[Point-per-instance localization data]
....
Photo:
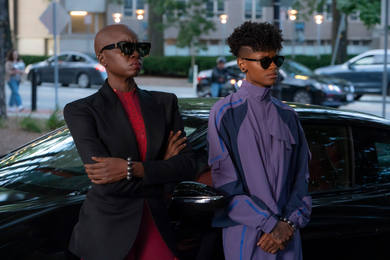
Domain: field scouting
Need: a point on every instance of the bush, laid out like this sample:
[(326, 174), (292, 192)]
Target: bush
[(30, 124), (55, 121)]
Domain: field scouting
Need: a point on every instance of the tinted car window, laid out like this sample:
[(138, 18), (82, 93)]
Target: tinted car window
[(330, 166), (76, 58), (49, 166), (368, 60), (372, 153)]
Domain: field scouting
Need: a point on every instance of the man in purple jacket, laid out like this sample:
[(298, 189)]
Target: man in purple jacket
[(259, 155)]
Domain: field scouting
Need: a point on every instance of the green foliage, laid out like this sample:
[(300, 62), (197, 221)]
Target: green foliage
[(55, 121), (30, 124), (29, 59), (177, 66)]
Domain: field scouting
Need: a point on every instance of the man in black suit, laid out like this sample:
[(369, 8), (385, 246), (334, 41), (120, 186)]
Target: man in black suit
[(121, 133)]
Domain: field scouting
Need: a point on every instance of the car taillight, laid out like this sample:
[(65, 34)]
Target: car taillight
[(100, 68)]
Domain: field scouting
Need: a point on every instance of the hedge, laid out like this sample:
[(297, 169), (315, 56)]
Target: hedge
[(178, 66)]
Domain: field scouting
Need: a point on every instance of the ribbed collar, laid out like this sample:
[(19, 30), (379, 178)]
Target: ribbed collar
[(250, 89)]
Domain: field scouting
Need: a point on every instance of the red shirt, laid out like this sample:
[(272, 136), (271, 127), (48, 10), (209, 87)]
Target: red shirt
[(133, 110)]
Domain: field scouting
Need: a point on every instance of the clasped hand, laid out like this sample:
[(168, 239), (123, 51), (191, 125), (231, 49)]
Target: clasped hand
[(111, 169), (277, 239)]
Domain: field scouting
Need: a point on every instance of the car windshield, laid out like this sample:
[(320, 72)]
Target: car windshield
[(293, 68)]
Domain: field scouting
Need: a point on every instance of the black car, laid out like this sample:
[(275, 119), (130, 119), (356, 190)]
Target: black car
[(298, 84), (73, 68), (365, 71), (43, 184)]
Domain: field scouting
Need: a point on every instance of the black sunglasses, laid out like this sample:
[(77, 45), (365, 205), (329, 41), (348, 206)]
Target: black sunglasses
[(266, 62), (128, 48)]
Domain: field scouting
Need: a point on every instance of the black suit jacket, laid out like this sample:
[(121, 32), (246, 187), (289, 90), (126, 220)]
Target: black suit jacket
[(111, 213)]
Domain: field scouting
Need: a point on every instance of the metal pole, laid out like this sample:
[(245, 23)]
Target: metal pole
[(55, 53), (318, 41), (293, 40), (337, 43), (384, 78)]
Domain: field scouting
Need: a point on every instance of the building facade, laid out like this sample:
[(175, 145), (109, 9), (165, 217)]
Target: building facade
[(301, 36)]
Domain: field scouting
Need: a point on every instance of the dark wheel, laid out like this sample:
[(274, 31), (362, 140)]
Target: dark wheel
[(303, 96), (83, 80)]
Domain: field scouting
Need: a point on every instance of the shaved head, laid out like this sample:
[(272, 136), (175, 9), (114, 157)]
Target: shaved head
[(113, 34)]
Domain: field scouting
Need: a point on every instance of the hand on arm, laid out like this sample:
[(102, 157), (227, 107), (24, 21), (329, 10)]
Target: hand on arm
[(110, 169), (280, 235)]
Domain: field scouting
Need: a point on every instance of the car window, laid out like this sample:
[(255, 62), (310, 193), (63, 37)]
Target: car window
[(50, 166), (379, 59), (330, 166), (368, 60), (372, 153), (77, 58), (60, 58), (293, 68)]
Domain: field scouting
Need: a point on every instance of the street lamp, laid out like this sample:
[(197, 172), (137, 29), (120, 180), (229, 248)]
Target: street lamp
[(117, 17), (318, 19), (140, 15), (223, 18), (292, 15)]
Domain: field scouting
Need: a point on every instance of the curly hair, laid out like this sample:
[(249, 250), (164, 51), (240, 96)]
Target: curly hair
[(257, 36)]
....
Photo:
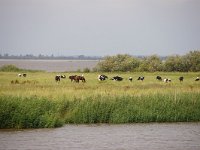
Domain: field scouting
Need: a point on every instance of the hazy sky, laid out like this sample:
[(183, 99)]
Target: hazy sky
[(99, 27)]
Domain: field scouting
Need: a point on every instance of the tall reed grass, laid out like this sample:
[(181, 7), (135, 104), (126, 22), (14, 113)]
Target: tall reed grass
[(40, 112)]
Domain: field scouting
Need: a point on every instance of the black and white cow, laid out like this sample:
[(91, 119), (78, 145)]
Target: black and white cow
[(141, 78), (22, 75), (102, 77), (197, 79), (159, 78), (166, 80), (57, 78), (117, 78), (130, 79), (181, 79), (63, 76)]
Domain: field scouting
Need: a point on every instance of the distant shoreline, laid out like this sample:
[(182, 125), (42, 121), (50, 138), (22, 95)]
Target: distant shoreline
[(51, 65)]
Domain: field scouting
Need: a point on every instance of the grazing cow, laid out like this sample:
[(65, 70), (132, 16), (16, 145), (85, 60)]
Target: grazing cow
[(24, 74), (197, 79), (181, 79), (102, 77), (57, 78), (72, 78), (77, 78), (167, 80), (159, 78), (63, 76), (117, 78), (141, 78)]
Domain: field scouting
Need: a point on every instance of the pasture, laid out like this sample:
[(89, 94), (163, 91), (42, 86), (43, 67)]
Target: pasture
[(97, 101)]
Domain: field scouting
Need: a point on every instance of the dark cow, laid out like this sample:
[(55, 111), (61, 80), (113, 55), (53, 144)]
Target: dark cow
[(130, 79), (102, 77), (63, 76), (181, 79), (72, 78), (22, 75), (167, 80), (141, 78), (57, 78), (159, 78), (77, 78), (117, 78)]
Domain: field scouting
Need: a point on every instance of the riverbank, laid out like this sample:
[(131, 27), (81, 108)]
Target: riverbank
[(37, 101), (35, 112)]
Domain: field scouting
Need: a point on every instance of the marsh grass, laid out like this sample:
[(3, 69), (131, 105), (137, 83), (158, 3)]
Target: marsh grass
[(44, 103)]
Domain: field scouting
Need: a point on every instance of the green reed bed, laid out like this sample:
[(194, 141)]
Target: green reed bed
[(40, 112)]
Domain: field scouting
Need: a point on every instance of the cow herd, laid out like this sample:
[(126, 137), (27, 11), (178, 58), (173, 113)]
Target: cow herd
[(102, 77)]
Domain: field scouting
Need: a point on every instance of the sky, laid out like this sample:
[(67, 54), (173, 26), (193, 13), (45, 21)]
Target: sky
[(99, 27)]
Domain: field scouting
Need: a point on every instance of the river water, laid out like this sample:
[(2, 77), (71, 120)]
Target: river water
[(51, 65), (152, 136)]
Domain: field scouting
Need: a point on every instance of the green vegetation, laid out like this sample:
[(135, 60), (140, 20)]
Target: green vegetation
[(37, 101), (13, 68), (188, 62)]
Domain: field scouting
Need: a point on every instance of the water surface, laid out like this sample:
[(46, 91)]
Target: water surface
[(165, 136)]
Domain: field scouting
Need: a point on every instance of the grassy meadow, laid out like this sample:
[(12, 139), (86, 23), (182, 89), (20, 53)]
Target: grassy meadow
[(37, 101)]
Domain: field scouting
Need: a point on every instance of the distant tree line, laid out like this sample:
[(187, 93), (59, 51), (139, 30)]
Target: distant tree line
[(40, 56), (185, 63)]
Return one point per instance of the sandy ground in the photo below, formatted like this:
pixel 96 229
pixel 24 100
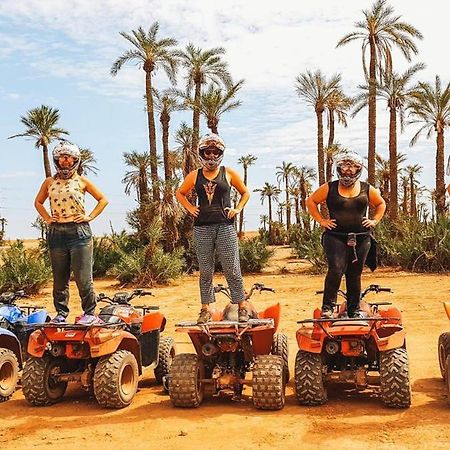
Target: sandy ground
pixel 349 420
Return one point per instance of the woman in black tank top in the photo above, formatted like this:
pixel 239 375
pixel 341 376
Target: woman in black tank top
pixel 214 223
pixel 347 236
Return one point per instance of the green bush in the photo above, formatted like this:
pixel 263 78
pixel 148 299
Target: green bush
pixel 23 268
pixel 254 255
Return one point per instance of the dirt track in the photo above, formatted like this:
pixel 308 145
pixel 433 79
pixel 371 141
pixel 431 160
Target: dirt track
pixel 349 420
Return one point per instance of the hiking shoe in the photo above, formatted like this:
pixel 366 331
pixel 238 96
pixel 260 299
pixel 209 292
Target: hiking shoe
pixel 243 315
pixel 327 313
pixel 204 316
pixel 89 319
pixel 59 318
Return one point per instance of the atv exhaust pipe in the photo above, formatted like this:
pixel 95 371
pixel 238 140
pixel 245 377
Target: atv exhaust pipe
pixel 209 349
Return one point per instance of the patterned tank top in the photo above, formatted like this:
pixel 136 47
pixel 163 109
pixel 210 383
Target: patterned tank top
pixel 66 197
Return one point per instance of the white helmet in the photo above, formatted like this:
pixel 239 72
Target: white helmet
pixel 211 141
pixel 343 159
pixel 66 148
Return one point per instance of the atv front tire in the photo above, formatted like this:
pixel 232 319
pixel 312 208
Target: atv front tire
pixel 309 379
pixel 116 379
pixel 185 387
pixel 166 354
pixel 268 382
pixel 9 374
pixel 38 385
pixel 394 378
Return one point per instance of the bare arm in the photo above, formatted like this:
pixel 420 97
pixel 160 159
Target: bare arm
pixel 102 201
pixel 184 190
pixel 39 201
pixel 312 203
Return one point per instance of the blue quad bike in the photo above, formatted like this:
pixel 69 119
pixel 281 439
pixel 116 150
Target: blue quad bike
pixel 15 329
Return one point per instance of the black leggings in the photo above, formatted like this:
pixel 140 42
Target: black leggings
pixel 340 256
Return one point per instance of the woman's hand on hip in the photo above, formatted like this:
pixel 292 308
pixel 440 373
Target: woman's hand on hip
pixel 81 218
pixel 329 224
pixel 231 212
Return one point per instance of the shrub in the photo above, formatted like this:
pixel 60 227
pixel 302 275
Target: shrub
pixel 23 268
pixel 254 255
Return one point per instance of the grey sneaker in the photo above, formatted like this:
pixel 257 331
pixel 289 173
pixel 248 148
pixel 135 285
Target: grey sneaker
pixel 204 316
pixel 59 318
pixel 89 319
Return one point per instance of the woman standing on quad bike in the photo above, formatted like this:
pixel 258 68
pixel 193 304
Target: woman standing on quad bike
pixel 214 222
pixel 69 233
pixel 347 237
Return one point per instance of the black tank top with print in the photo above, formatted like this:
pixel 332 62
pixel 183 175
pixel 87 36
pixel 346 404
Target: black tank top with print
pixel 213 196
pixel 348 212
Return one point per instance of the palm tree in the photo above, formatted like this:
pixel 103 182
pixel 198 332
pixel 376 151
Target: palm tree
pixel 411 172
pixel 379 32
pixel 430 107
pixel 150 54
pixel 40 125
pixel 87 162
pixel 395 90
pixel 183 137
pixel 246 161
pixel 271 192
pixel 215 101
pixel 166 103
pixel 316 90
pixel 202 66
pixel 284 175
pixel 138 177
....
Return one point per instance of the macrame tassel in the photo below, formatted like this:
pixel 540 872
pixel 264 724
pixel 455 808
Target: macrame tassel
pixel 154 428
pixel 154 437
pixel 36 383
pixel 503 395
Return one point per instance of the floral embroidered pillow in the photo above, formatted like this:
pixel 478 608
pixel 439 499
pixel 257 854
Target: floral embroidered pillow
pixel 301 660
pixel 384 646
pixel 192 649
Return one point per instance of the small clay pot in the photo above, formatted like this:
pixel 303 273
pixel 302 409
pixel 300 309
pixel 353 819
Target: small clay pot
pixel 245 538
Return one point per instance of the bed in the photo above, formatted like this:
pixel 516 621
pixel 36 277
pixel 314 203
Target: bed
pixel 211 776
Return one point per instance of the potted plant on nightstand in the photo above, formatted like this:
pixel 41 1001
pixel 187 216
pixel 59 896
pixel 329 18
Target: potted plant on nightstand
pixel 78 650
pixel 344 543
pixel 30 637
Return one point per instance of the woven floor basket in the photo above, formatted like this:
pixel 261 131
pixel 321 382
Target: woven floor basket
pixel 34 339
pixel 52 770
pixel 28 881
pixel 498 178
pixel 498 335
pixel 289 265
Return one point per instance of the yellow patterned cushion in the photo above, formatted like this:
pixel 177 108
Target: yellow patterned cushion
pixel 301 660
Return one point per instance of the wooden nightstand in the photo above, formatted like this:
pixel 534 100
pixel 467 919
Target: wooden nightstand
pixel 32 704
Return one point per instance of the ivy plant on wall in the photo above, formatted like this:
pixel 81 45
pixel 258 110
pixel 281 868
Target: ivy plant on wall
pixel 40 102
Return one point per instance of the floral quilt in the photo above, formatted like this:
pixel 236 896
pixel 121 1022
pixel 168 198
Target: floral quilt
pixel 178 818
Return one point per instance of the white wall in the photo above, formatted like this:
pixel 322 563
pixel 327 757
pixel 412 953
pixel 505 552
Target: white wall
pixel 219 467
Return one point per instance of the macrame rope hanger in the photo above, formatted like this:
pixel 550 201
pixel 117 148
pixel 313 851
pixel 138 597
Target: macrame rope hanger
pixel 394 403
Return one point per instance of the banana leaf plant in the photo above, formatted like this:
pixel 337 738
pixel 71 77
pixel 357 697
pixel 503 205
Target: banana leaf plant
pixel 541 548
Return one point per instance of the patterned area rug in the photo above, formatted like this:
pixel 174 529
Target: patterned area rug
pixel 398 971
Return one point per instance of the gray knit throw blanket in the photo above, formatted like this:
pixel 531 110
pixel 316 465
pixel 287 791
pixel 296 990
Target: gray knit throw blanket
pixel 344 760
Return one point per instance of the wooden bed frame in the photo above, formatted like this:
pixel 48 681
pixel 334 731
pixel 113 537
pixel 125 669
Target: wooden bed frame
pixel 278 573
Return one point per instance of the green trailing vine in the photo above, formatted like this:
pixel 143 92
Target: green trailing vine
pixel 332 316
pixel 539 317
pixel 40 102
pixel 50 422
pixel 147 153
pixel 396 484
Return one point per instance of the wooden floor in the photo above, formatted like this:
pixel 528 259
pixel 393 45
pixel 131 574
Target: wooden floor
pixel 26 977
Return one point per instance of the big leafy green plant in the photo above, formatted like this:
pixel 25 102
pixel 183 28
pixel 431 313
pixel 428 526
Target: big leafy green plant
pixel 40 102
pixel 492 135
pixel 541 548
....
▸ EXERCISE
Identify the lines in the entries that hold "below" and return each one.

▸ WRITTEN ANSWER
Return one point per instance of the sandy ground in the photo below, formatted like this:
Return one point per instance of the macrame tassel in the photo below, formatted like this:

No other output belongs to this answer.